# Request
Retype exactly the stretch of lines that begins at the line containing "of the clarinet." and ends at the last line of the data, with no other lines.

# Stored data
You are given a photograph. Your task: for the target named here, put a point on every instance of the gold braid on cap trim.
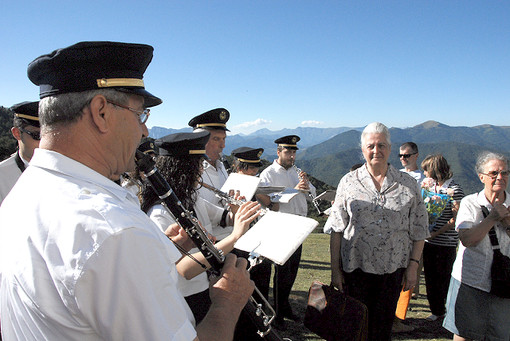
(211, 125)
(28, 117)
(197, 151)
(248, 161)
(111, 82)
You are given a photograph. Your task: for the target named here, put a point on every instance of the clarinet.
(190, 224)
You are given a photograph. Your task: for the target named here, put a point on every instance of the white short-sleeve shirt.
(81, 261)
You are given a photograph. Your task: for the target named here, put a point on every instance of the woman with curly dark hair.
(180, 163)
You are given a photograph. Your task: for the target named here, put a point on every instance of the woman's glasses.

# Task solution
You are given a photograph. Your task: for the target named here, put a point on every instance of the clarinet.
(190, 224)
You are given a photograph. Your task: for the target named here, put a point on every instance of the white short-sleeve shirt.
(81, 261)
You are given a photograph. Your task: for the target named here, put a point on every instance of the woman with curly dark hair.
(180, 163)
You are given a photograph. Your task: for the target named here, put a point on every instance of the woman's glasses.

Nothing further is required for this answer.